=== 原文 ===
......

京大の本庶先生がMD AndersonのDr. James Alisonと共に医学賞を受賞しました。おめでとうございます。化学賞では、Winter博士らが抗体作成法の開発で受賞しました。ヒトモノクローナル抗体の効率的開発技術なしに抗CTLA4、抗PD-1抗体といったものが癌治療薬として世に出ることもなかった訳で、いいコンビネーションの受賞となりました。北大での免疫学の講義をしていただいているDr. Sally Wardは過去にWinter研究室で活躍していた為、今回の授賞式にも出席されました。北大の学生にもいい刺激になれば、と思います。
小林個人的に言えば、本庶先生には出来れば抗体クラススイッチのメカニズムの解明について受賞して欲しかったです。サイエンスとしてこんなに面白い事がノーベル賞にならないなんて、と思ってしまうのは私だけでしょうか。大体、クラススイッチなしには特異性の高い抗体は出来ない訳で、抗体を使った治療薬はおろか、種痘をはじめとした多くのワクチンもあり得なかったはずです。
本庶先生は、受賞金を若手研究者のために基金を作るそうで基礎医学研究の重要性を説いて回っています。頭が下がります。日本ノーベル賞の受賞者は多くなりましたが、主な研究は10年、15年前に行われているわけです。一方で、その根幹となる研究費、科学論文総数は近年先進国の中で際立って下り続けています。資源のない日本が先進国として国力を維持するためには、科学技術とそれを支える高等教育が必要なわけですが、超高齢化社会と経済縮小を控えて、それどころではないといった感があります。思いきった政策転換が必要ですが、既得権益層に阻まれて、それもままならずに来ています。せめて現場の我々だけでも次世代にサイエンスの灯火を消さずに渡せるよう猛努力してくては、と思います。

......

=== 提示資料 ===
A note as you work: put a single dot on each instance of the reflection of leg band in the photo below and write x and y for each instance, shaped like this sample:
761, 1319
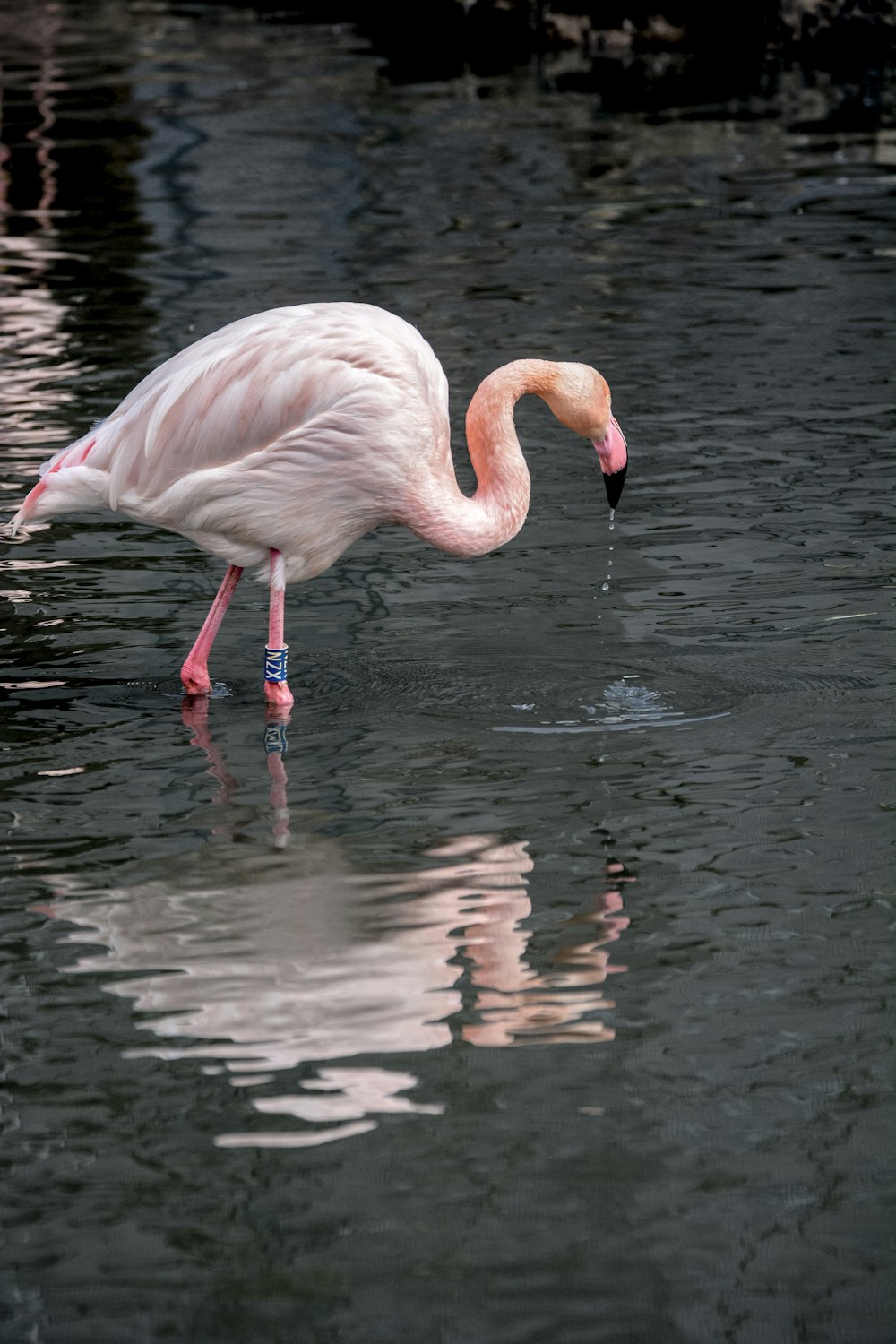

......

=== 次の各問 ===
1. 原文のうち、「京大の本庶先生がMD AndersonのDr. James」を含む語句で始まり「努力してくては、と思います。」で終わる部分を、一字一句変えずに書き写してください。
2. 次の(a)〜(c)が原文の内容と合致するかを、それぞれ「はい」か「いいえ」で答え、判断の根拠となる原文の語句をそのまま引用してください。
(a) 化学賞はWinter博士らが抗体作成法の開発で受賞した。
(b) Dr. Sally Wardは今回の授賞式に出席しなかった。
(c) 本庶先生は受賞金で若手研究者のための基金を作るそうだ。
上記の資料は原文とは別の出典から取られています。

=== 各問の解答 ===
1.
京大の本庶先生がMD AndersonのDr. James Alisonと共に医学賞を受賞しました。おめでとうございます。化学賞では、Winter博士らが抗体作成法の開発で受賞しました。ヒトモノクローナル抗体の効率的開発技術なしに抗CTLA4、抗PD-1抗体といったものが癌治療薬として世に出ることもなかった訳で、いいコンビネーションの受賞となりました。北大での免疫学の講義をしていただいているDr. Sally Wardは過去にWinter研究室で活躍していた為、今回の授賞式にも出席されました。北大の学生にもいい刺激になれば、と思います。
小林個人的に言えば、本庶先生には出来れば抗体クラススイッチのメカニズムの解明について受賞して欲しかったです。サイエンスとしてこんなに面白い事がノーベル賞にならないなんて、と思ってしまうのは私だけでしょうか。大体、クラススイッチなしには特異性の高い抗体は出来ない訳で、抗体を使った治療薬はおろか、種痘をはじめとした多くのワクチンもあり得なかったはずです。
本庶先生は、受賞金を若手研究者のために基金を作るそうで基礎医学研究の重要性を説いて回っています。頭が下がります。日本ノーベル賞の受賞者は多くなりましたが、主な研究は10年、15年前に行われているわけです。一方で、その根幹となる研究費、科学論文総数は近年先進国の中で際立って下り続けています。資源のない日本が先進国として国力を維持するためには、科学技術とそれを支える高等教育が必要なわけですが、超高齢化社会と経済縮小を控えて、それどころではないといった感があります。思いきった政策転換が必要ですが、既得権益層に阻まれて、それもままならずに来ています。せめて現場の我々だけでも次世代にサイエンスの灯火を消さずに渡せるよう猛努力してくては、と思います。

2.
(a) はい。「化学賞では、Winter博士らが抗体作成法の開発で受賞しました」
(b) いいえ。「今回の授賞式にも出席されました」
(c) はい。「受賞金を若手研究者のために基金を作るそうで」